Los Conflictos sociales en los que se recurre a la mediación de la Iglesia hacen pensar en la grave tarea que tiene una institución tan antigua y tan arraigada en el imaginario del Perú. En situaciones como éstas se asigna a la Iglesia un rol social y político que no está en disonancia con sus fines; al contrario, como se desprende de una lectura de los documentos del Concilio Vaticano II, la idea de contribuir con la venida del reino de Dios supone, e incluso exige, intervenir a favor de las condiciones históricas que aceleran la venida del reino. Ahora bien, lo dicho requiere responder a algunas cuestiones.
En primer lugar, la Iglesia es una institución de carácter histórico que, por lo tanto, está sujeta al devenir de circunstancias azarosas que pueden desdibujarla. En segundo lugar, ¿qué interés tiene el “reino de Dios” anunciado por la Iglesia del Vaticano II en medio de problemas políticos, sociales y económicos de nuestro país?
Al respecto de la primera cuestión, uno también podría preguntarse cómo es posible que una institución que padece las consecuencias de conflictos internos se encuentre en posición de ayudar a otras o de contribuir con el país. Así planteada la cuestión, lo que parece estar en juego es la credibilidad de la Iglesia. En efecto, una crisis de credibilidad hace difícil aceptar el mensaje. ¿Qué hizo el Concilio Vaticano II para desatar este problema en los años 60? En medio de un contexto de búsquedas y de un mundo que aceleraba sus descubrimientos, Vaticano II escogió formular la identidad eclesial en términos de un diálogo bienintencionado con el mundo: la Iglesia debía entender cómo piensan y sienten las personas en el presente.

ACTIVIDADES PROPUESTAS:
1. Según el fragmento sobre la mediación de la Iglesia, ¿en qué términos escogió el Concilio Vaticano II formular la identidad eclesial?
2. Reproduce sin cambios una parte del fragmento sobre la mediación de la Iglesia: empieza en las palabras "Al respecto de" y termina después de "en el presente.".

Entradas de contornos etiquetados
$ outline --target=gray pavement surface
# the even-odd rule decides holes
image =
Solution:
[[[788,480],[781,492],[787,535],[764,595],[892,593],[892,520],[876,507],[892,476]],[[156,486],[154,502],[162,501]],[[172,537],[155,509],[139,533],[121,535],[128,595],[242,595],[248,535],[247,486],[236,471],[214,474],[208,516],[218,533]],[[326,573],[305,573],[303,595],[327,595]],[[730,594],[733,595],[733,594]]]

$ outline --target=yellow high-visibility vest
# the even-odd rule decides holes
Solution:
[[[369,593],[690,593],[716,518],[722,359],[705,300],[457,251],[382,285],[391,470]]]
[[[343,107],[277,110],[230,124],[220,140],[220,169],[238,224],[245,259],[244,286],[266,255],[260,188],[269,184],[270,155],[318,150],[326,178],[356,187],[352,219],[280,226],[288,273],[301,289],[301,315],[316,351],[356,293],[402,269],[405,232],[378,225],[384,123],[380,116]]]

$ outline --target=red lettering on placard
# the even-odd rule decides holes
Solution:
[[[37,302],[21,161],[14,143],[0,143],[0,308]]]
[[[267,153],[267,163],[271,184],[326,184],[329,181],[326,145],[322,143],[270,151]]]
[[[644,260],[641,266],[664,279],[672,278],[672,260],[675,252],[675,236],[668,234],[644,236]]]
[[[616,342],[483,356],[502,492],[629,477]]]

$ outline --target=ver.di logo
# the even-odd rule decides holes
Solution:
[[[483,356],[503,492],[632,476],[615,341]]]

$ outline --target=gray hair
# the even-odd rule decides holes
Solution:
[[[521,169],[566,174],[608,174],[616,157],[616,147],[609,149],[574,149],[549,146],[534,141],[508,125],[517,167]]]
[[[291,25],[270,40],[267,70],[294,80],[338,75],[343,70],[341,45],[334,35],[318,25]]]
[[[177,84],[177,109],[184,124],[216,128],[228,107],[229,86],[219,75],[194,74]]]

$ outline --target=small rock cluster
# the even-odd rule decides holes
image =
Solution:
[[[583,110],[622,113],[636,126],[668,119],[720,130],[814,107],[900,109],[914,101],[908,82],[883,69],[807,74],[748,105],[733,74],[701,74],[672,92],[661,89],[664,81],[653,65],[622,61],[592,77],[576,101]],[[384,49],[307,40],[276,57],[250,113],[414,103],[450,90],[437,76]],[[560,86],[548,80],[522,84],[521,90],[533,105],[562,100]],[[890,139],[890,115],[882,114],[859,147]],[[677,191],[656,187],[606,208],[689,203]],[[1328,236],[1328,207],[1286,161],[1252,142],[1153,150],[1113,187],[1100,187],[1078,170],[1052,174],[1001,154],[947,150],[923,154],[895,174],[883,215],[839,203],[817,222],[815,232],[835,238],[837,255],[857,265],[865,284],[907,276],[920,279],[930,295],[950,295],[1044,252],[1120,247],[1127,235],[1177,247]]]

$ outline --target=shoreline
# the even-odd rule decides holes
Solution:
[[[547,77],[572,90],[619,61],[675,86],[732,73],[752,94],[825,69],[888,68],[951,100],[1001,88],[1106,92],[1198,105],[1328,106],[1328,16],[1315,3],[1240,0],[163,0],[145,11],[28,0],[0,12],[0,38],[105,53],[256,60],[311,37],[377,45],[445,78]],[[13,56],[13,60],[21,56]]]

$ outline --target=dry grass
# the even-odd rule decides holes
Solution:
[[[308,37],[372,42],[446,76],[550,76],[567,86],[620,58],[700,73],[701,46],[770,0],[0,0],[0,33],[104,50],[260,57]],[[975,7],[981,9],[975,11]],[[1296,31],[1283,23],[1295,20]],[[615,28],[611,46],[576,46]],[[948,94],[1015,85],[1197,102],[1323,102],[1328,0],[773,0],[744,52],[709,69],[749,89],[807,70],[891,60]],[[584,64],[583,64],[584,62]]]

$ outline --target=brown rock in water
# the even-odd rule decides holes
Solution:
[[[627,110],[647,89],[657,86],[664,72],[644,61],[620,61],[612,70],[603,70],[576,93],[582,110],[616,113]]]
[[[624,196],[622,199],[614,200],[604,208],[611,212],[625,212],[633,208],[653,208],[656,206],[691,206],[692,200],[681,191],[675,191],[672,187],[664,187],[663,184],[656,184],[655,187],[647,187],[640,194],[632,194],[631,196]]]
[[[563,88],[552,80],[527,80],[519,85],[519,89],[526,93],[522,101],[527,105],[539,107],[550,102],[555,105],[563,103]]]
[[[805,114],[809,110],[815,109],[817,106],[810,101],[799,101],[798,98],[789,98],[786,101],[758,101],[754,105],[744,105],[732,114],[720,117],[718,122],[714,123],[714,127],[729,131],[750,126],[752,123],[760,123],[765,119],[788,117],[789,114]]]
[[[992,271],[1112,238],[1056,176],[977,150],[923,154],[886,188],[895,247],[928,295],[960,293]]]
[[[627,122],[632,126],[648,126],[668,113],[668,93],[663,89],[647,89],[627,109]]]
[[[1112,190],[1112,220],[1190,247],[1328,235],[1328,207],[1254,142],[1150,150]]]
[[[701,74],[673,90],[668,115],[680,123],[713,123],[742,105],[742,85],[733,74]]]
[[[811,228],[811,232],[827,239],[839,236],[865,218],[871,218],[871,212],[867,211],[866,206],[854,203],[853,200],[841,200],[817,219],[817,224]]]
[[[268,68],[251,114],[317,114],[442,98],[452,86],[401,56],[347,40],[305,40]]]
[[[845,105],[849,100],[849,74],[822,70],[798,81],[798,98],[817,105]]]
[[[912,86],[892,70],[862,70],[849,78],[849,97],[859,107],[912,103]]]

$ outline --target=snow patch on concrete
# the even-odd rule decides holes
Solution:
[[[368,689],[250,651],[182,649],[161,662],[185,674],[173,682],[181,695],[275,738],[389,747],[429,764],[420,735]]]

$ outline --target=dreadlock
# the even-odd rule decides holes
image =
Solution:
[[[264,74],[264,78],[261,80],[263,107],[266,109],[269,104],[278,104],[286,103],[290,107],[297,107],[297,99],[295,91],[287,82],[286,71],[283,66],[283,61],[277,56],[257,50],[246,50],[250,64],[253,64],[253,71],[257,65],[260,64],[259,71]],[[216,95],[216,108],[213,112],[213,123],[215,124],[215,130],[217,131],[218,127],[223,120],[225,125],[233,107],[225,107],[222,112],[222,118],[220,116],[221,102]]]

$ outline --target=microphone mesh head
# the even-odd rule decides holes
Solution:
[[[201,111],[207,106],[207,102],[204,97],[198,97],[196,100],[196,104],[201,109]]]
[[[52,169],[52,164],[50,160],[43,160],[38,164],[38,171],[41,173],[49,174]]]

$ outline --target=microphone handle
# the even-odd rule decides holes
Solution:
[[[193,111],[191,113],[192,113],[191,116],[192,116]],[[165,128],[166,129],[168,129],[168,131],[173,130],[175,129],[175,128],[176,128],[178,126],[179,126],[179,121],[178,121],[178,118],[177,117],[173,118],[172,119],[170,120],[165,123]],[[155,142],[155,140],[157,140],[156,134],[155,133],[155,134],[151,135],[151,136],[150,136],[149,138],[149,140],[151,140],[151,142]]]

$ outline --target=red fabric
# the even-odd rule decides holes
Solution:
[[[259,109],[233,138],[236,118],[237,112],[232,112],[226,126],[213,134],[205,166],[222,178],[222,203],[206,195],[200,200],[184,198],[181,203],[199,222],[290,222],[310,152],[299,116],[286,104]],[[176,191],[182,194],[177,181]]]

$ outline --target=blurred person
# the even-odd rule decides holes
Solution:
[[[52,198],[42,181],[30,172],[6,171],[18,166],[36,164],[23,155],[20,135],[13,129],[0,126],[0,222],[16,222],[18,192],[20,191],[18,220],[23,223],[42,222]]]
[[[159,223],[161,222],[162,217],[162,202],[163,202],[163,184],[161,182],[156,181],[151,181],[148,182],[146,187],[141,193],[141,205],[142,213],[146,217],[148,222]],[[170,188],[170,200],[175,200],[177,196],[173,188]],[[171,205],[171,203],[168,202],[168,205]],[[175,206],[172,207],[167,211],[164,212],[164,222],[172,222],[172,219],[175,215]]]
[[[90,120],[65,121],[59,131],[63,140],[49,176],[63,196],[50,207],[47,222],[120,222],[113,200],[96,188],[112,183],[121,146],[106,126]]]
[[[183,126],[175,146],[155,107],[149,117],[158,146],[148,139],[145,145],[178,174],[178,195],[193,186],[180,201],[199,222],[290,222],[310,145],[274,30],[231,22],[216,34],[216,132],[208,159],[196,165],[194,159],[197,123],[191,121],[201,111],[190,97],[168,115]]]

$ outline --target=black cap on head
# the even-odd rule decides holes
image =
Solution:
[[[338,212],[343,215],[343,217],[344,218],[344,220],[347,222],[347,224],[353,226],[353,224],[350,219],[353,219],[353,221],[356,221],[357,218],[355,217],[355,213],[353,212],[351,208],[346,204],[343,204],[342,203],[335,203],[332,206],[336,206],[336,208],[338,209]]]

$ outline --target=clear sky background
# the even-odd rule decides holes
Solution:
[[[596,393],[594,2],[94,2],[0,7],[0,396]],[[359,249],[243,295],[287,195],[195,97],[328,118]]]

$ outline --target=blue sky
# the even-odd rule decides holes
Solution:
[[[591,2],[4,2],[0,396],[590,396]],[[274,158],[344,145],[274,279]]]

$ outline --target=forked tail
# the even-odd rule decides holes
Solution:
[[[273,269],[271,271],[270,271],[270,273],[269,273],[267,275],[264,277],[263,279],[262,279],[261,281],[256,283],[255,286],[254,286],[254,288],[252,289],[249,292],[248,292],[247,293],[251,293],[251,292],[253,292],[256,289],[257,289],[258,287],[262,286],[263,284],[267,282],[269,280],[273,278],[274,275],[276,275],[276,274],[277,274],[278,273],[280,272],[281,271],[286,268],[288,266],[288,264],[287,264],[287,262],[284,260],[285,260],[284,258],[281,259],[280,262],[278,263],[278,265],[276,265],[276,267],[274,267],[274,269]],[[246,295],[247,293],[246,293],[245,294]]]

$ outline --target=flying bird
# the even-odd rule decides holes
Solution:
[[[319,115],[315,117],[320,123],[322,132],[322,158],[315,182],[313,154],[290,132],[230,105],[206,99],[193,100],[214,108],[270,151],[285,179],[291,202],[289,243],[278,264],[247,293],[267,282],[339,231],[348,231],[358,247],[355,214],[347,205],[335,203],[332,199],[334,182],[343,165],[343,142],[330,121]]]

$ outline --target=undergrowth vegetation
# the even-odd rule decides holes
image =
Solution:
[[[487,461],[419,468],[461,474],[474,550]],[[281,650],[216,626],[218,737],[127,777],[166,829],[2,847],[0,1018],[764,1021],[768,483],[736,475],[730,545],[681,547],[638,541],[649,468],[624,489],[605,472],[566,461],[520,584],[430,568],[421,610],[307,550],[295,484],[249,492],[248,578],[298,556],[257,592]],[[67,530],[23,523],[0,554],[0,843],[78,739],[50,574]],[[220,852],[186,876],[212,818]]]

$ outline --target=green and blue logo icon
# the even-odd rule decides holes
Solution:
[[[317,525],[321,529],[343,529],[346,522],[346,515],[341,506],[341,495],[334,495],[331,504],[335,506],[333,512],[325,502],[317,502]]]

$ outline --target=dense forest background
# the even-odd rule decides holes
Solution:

RESPUESTAS:
1. En términos de un diálogo bienintencionado con el mundo.

2.
Al respecto de la primera cuestión, uno también podría preguntarse cómo es posible que una institución que padece las consecuencias de conflictos internos se encuentre en posición de ayudar a otras o de contribuir con el país. Así planteada la cuestión, lo que parece estar en juego es la credibilidad de la Iglesia. En efecto, una crisis de credibilidad hace difícil aceptar el mensaje. ¿Qué hizo el Concilio Vaticano II para desatar este problema en los años 60? En medio de un contexto de búsquedas y de un mundo que aceleraba sus descubrimientos, Vaticano II escogió formular la identidad eclesial en términos de un diálogo bienintencionado con el mundo: la Iglesia debía entender cómo piensan y sienten las personas en el presente.